**EXERCISE PROMPT**
Find the line containing "Could you please point out the cat in". Quote it and every line after it, exactly, through the end; skip pictures.

**DATA SUPPLIED**
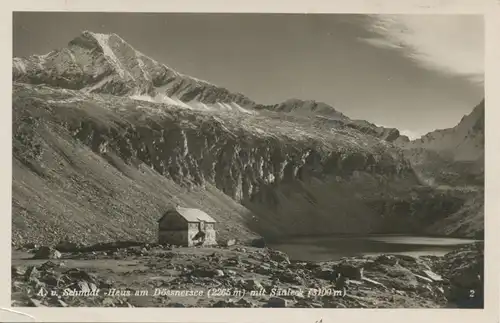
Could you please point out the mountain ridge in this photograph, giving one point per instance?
(109, 139)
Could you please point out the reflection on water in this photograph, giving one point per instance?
(333, 247)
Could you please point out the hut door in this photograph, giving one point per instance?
(201, 226)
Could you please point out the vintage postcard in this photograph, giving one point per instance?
(259, 161)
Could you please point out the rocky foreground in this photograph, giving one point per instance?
(147, 275)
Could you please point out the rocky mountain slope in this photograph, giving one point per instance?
(462, 143)
(100, 63)
(329, 116)
(104, 139)
(453, 159)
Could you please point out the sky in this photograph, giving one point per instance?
(416, 73)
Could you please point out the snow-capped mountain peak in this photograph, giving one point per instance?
(106, 63)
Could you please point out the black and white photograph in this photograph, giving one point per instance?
(248, 160)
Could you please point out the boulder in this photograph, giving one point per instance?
(276, 302)
(45, 252)
(279, 257)
(258, 243)
(349, 271)
(229, 243)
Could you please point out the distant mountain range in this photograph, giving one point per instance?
(104, 138)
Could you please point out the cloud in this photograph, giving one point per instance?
(452, 44)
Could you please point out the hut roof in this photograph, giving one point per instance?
(191, 215)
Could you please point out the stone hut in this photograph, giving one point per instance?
(186, 227)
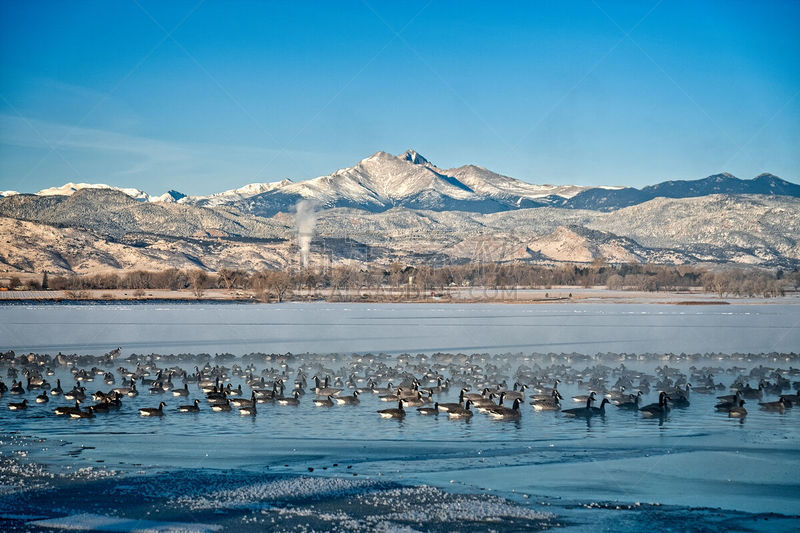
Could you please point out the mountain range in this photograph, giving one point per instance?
(384, 181)
(390, 208)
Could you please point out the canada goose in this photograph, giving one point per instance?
(193, 408)
(778, 406)
(657, 409)
(324, 402)
(680, 397)
(737, 412)
(294, 399)
(322, 389)
(585, 398)
(429, 410)
(506, 413)
(632, 404)
(588, 410)
(415, 401)
(241, 402)
(77, 393)
(18, 406)
(461, 412)
(445, 407)
(513, 395)
(220, 407)
(66, 410)
(153, 411)
(388, 389)
(89, 413)
(751, 393)
(477, 396)
(16, 388)
(348, 400)
(102, 407)
(552, 403)
(248, 409)
(727, 404)
(393, 413)
(547, 390)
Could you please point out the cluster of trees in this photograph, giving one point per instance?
(402, 279)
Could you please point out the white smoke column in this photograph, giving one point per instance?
(305, 219)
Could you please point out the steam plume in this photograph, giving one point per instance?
(305, 219)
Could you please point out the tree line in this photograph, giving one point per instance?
(407, 280)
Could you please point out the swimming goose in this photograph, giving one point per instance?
(18, 406)
(248, 409)
(88, 413)
(415, 401)
(445, 407)
(553, 403)
(588, 410)
(153, 411)
(324, 402)
(657, 409)
(778, 406)
(726, 405)
(738, 411)
(477, 396)
(77, 393)
(632, 403)
(193, 408)
(220, 407)
(322, 389)
(388, 389)
(514, 394)
(348, 400)
(505, 413)
(460, 412)
(751, 393)
(241, 402)
(585, 398)
(393, 413)
(429, 410)
(294, 399)
(66, 410)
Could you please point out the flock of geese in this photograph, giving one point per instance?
(421, 381)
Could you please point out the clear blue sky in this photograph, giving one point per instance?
(204, 96)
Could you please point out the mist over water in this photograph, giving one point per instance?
(400, 328)
(693, 457)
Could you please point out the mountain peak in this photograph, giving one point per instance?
(413, 157)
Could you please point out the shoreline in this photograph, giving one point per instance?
(476, 295)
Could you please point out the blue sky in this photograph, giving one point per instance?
(205, 96)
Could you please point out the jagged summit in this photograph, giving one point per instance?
(414, 157)
(384, 181)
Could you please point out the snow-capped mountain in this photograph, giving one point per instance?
(68, 189)
(234, 195)
(383, 181)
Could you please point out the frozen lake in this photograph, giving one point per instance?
(576, 469)
(400, 328)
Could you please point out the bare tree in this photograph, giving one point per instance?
(197, 281)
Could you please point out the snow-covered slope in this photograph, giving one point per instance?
(234, 195)
(68, 189)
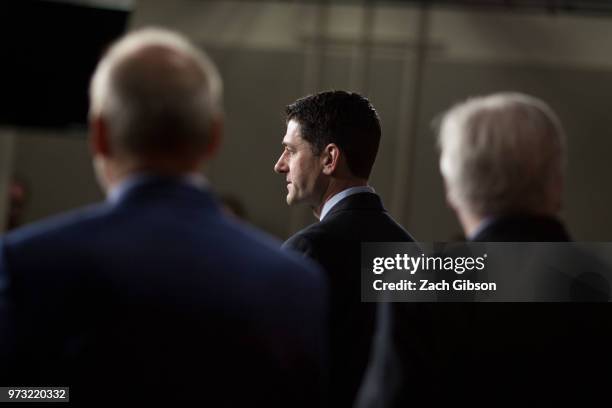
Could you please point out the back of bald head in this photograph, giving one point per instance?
(158, 94)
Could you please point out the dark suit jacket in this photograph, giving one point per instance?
(159, 297)
(335, 243)
(523, 353)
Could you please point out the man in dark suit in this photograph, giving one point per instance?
(502, 160)
(329, 149)
(155, 295)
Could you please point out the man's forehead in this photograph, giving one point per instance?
(294, 134)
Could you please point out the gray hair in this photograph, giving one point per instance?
(158, 93)
(502, 153)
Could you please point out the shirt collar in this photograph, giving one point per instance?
(196, 180)
(336, 198)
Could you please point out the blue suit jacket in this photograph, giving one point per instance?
(161, 297)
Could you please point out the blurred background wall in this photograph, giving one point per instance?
(413, 61)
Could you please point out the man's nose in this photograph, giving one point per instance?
(280, 166)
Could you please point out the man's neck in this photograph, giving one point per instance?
(336, 186)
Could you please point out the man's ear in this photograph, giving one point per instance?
(330, 157)
(99, 142)
(214, 139)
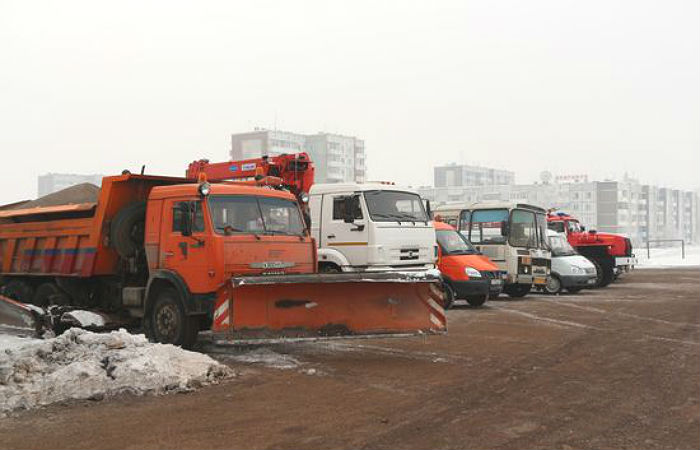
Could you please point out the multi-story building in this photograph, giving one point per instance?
(52, 182)
(642, 212)
(337, 158)
(464, 175)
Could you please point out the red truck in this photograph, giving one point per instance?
(610, 253)
(176, 256)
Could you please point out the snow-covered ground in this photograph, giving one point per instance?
(668, 257)
(83, 365)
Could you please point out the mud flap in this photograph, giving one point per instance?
(330, 305)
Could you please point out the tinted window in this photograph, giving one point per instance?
(523, 231)
(178, 207)
(391, 206)
(339, 207)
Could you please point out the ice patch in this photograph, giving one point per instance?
(80, 364)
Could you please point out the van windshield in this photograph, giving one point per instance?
(453, 243)
(250, 214)
(395, 206)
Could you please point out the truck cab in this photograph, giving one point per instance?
(371, 227)
(513, 235)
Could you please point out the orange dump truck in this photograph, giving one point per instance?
(176, 256)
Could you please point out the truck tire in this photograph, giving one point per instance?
(127, 229)
(553, 285)
(477, 300)
(169, 324)
(517, 290)
(18, 290)
(49, 294)
(605, 272)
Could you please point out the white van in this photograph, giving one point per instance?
(570, 270)
(370, 227)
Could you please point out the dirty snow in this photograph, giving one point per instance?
(80, 364)
(668, 257)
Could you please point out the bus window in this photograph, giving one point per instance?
(486, 226)
(523, 229)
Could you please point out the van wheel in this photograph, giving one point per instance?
(328, 268)
(553, 285)
(127, 229)
(477, 300)
(448, 296)
(517, 290)
(169, 323)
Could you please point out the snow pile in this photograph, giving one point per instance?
(668, 257)
(80, 364)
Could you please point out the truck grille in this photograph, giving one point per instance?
(409, 254)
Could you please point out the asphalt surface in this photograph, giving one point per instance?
(611, 368)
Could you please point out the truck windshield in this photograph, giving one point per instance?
(485, 226)
(560, 246)
(395, 206)
(250, 214)
(453, 243)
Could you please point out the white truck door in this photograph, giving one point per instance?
(350, 239)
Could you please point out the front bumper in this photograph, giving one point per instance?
(568, 281)
(626, 261)
(477, 287)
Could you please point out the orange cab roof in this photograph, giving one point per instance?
(443, 226)
(189, 189)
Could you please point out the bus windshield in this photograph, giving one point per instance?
(485, 226)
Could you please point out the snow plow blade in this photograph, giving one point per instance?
(315, 305)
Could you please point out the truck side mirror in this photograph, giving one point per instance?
(349, 209)
(186, 213)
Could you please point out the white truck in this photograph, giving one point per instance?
(371, 227)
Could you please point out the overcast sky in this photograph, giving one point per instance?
(598, 87)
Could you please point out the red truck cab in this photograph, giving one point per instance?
(610, 253)
(467, 274)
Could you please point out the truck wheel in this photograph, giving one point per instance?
(517, 290)
(127, 229)
(49, 294)
(18, 290)
(169, 322)
(553, 285)
(605, 272)
(477, 300)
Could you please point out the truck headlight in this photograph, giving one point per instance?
(472, 272)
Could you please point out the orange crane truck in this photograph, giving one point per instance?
(176, 256)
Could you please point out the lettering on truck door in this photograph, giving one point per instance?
(185, 255)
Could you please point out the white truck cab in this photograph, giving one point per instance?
(370, 227)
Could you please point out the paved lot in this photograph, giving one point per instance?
(612, 368)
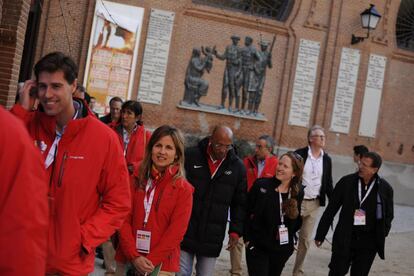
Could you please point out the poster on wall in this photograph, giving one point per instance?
(345, 90)
(154, 64)
(372, 96)
(112, 53)
(304, 83)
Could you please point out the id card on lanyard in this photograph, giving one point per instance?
(283, 230)
(143, 237)
(359, 214)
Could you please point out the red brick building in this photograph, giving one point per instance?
(66, 26)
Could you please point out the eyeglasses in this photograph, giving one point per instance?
(297, 156)
(221, 146)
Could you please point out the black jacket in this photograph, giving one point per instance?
(212, 199)
(263, 216)
(326, 185)
(345, 196)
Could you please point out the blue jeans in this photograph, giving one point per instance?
(204, 265)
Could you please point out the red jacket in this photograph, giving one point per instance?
(136, 148)
(269, 169)
(168, 221)
(23, 202)
(88, 187)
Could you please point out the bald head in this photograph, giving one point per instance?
(221, 141)
(222, 131)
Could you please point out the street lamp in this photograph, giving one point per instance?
(369, 20)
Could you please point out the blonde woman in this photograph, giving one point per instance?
(161, 208)
(273, 217)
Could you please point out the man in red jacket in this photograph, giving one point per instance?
(23, 202)
(88, 186)
(262, 164)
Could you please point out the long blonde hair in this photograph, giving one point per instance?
(146, 165)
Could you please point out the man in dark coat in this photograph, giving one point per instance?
(219, 179)
(317, 182)
(365, 219)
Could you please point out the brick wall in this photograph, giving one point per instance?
(329, 22)
(13, 20)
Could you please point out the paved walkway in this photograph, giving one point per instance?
(399, 252)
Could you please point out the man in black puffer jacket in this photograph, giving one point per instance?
(219, 179)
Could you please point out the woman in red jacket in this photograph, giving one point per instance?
(132, 134)
(162, 203)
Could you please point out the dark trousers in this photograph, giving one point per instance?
(360, 260)
(262, 263)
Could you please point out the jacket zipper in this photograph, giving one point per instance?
(62, 168)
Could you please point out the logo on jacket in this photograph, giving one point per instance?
(76, 157)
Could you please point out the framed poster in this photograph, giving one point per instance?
(113, 51)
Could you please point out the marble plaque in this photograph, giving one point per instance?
(372, 95)
(304, 83)
(345, 90)
(154, 65)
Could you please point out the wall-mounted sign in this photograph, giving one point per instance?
(112, 53)
(154, 65)
(345, 90)
(304, 83)
(372, 96)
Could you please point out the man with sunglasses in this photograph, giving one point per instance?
(367, 210)
(262, 164)
(317, 182)
(219, 179)
(88, 185)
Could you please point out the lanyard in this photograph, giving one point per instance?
(366, 194)
(214, 173)
(148, 201)
(52, 151)
(282, 219)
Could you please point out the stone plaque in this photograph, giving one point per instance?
(304, 83)
(372, 95)
(345, 90)
(154, 65)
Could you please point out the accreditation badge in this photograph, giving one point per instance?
(359, 217)
(283, 234)
(143, 241)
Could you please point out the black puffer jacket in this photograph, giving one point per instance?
(262, 221)
(212, 199)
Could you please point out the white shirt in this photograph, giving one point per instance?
(312, 175)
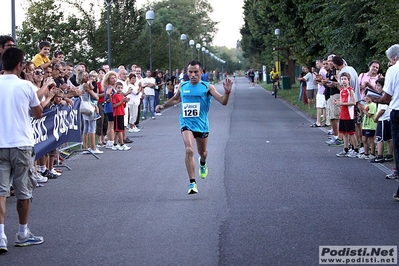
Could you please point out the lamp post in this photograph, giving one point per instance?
(206, 52)
(183, 39)
(150, 16)
(109, 30)
(191, 43)
(211, 56)
(169, 29)
(198, 46)
(203, 52)
(277, 33)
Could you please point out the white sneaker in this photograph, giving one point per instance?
(55, 172)
(110, 144)
(3, 244)
(361, 156)
(124, 147)
(352, 154)
(96, 151)
(40, 178)
(116, 147)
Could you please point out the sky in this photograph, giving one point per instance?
(229, 16)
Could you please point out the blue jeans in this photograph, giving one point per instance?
(156, 100)
(149, 99)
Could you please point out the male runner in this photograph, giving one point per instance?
(196, 96)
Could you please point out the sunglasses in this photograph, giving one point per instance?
(39, 72)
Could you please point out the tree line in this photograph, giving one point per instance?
(80, 31)
(358, 30)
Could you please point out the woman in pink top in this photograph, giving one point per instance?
(367, 80)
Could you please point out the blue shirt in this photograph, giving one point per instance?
(205, 77)
(195, 106)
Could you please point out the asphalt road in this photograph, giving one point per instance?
(275, 192)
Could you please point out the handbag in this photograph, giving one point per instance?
(86, 107)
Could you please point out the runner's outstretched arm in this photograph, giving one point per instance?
(223, 99)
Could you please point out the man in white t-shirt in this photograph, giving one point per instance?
(391, 97)
(122, 76)
(148, 83)
(17, 101)
(134, 102)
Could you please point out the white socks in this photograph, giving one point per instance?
(22, 229)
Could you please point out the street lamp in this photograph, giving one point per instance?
(277, 33)
(183, 39)
(191, 43)
(207, 52)
(198, 46)
(203, 52)
(150, 16)
(169, 29)
(109, 31)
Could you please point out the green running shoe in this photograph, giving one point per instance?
(192, 188)
(203, 169)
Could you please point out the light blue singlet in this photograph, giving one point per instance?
(195, 103)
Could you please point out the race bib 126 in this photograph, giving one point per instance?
(191, 109)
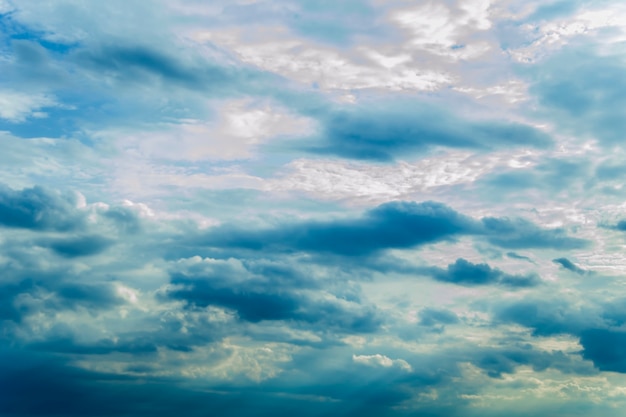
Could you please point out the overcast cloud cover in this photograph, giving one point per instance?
(305, 208)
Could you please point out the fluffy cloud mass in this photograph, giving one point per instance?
(275, 208)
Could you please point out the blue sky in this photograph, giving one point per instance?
(344, 208)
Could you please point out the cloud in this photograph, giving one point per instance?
(16, 106)
(606, 348)
(39, 209)
(267, 297)
(381, 360)
(386, 132)
(77, 246)
(390, 225)
(570, 266)
(463, 272)
(395, 225)
(432, 317)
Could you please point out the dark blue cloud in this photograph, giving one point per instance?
(39, 209)
(606, 348)
(77, 246)
(391, 225)
(257, 301)
(550, 175)
(383, 133)
(395, 225)
(545, 318)
(463, 272)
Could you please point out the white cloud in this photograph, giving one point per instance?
(379, 360)
(18, 106)
(549, 36)
(336, 180)
(240, 126)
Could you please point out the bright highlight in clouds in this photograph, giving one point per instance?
(353, 208)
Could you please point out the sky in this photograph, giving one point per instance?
(341, 208)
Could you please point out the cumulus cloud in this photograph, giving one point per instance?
(381, 360)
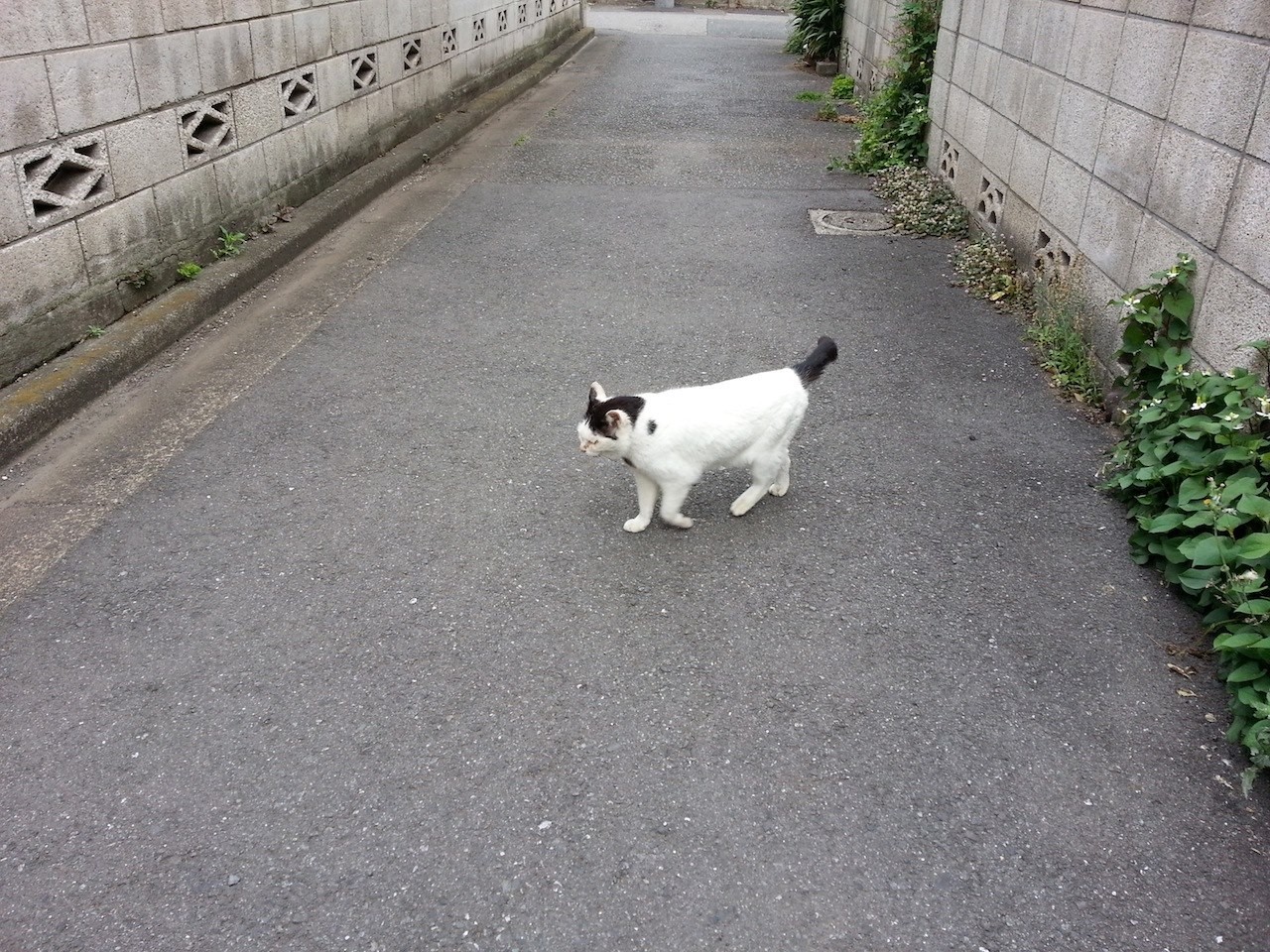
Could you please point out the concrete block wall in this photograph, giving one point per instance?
(1112, 135)
(132, 130)
(867, 28)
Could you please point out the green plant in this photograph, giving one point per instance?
(1192, 468)
(229, 244)
(1057, 329)
(985, 270)
(893, 128)
(817, 32)
(843, 86)
(920, 203)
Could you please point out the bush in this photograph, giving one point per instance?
(1193, 468)
(817, 32)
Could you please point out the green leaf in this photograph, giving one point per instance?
(1248, 670)
(1254, 547)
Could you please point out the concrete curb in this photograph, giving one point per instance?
(35, 404)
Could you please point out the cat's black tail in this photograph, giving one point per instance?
(811, 368)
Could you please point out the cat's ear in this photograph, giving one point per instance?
(613, 422)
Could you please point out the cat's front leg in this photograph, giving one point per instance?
(645, 489)
(672, 500)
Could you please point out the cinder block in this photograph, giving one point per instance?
(1175, 10)
(225, 56)
(1092, 60)
(93, 86)
(391, 68)
(286, 157)
(190, 14)
(985, 64)
(241, 180)
(375, 22)
(1080, 123)
(167, 68)
(944, 51)
(400, 18)
(998, 154)
(1028, 169)
(1020, 35)
(1192, 182)
(1040, 107)
(41, 26)
(144, 151)
(273, 45)
(1056, 24)
(313, 35)
(321, 135)
(26, 103)
(1259, 140)
(1064, 198)
(119, 236)
(334, 82)
(345, 26)
(1245, 17)
(1223, 81)
(189, 204)
(1151, 55)
(1110, 230)
(246, 9)
(1127, 150)
(976, 117)
(40, 271)
(1011, 87)
(962, 62)
(1232, 312)
(13, 214)
(257, 111)
(112, 22)
(1247, 226)
(64, 179)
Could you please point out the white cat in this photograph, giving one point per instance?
(671, 438)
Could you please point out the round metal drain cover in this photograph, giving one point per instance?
(826, 222)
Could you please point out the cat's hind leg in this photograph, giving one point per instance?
(765, 474)
(645, 488)
(672, 500)
(783, 477)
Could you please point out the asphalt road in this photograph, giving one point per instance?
(322, 635)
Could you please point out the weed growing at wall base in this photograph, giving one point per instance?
(1193, 470)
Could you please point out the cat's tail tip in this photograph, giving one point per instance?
(811, 368)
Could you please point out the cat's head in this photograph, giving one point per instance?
(607, 426)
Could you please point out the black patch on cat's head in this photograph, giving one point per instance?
(597, 413)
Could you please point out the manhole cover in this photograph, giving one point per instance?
(826, 222)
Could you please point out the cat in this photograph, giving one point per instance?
(671, 438)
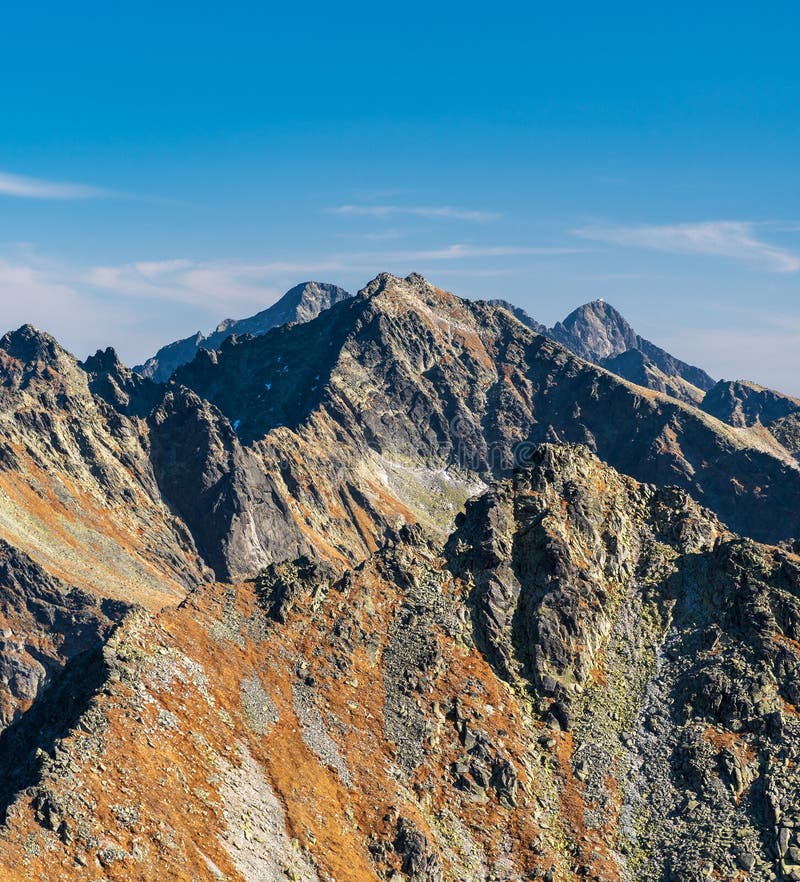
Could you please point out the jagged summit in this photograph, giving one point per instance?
(299, 304)
(448, 634)
(596, 331)
(29, 344)
(599, 333)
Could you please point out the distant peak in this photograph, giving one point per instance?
(104, 360)
(30, 344)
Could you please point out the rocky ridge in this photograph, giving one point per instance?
(599, 333)
(594, 679)
(299, 304)
(447, 640)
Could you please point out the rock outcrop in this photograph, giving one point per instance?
(300, 304)
(741, 403)
(599, 333)
(594, 679)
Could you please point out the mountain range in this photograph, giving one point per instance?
(397, 586)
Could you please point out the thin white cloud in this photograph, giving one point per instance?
(734, 240)
(37, 188)
(446, 212)
(469, 252)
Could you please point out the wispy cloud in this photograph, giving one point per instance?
(447, 212)
(38, 188)
(735, 240)
(470, 252)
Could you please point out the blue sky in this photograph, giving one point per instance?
(161, 169)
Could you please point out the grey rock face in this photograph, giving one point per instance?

**TASK SOLUTION**
Could you please point out the cat in this photograph, giving one point per instance?
(671, 438)
Could you please point out the jagged summit in this photograph, giving one point per instance?
(299, 304)
(448, 634)
(596, 331)
(29, 344)
(599, 333)
Could you please point out the distant peak in this photograph, giving one point per instance?
(104, 360)
(30, 344)
Could you please point out the rocky ridge in this photograph, giving one point per instance?
(599, 333)
(594, 679)
(299, 304)
(447, 640)
Could you please point out the rock outcrop in this photograph, giving one point per instance?
(300, 304)
(741, 403)
(599, 333)
(594, 679)
Could you please point out the mountain range in this photograph, giving one point per instance?
(397, 586)
Could you please point out the thin white cloud in this photograph, giving one point per instance?
(734, 240)
(37, 188)
(446, 212)
(469, 252)
Could you please point out the wispy cloud in this photograph, giving one point per instance?
(447, 212)
(38, 188)
(735, 240)
(470, 252)
Could you please point out the blue sky in this photograph, giving one point per instance?
(161, 169)
Could you please point out the grey rock face in this photograph, giving one point per instance?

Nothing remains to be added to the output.